Passing through the semi-nomadic villages of Gengu (3400m), Thakthi (2200m), Merak (3500m), Joenkhar (1700m) and Sakteng (2800m) the trek is a moderate one ranging from 1,500m to 4,100m. The use of a particular trail is not allowed to tour operators though the most used common trail by and large begins from Chaling and ends in Phongmey. The Geogs of Merak and Sakteng are major cut-off points for the rivers Ngere Ama chu and Gamri chu respectively.

In terms of aesthetics, the campsites are built and designed in such a way that it blends with the local architecture and environment. The campsite is enclosed by a stonewall with a gate from where the ponies carrying the trekking paraphernalia can enter. It has all facilities ranging from water supply, tenting sheds, kitchens (present in some), dining area and toilets. Each campsite has a signage that informs the visitor about the altitude, location, forest type, fauna, distance and time to next campsite and additional hiking trails in the locality.

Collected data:
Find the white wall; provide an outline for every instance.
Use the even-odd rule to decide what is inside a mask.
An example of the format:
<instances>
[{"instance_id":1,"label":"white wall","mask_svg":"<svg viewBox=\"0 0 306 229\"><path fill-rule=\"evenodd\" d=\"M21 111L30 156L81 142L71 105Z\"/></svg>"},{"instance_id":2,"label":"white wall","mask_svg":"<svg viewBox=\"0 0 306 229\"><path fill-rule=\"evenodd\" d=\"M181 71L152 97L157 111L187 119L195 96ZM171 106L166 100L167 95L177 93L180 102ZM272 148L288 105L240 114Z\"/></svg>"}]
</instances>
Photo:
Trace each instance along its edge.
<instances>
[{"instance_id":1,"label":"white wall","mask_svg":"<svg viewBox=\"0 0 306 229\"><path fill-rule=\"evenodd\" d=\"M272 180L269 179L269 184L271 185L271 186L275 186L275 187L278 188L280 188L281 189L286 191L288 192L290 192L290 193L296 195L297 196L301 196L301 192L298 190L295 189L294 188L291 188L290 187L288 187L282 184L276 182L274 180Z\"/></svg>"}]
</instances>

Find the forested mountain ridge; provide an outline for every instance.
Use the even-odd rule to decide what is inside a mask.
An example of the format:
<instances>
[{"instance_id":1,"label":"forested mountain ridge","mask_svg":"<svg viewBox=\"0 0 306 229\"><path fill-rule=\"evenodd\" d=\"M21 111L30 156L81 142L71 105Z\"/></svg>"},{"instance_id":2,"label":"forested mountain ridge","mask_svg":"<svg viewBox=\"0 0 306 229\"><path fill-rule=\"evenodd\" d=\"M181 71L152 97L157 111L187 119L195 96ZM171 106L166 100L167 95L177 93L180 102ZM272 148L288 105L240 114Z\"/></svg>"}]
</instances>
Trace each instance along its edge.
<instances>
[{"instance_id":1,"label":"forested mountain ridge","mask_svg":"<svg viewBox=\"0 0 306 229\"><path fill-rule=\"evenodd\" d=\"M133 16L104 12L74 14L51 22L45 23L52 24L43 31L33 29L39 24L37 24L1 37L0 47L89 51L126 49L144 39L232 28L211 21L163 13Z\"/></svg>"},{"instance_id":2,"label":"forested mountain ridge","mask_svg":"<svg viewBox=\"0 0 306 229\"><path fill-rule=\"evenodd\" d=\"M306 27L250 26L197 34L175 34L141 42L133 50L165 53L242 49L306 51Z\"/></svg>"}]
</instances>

Problems and tasks →
1) Retype the stretch of the trek passage from "Passing through the" through "Gamri chu respectively.".
2) In the trek passage, which village is listed at 2200m?

Written answers →
1)
Passing through the semi-nomadic villages of Gengu (3400m), Thakthi (2200m), Merak (3500m), Joenkhar (1700m) and Sakteng (2800m) the trek is a moderate one ranging from 1,500m to 4,100m. The use of a particular trail is not allowed to tour operators though the most used common trail by and large begins from Chaling and ends in Phongmey. The Geogs of Merak and Sakteng are major cut-off points for the rivers Ngere Ama chu and Gamri chu respectively.

2) Thakthi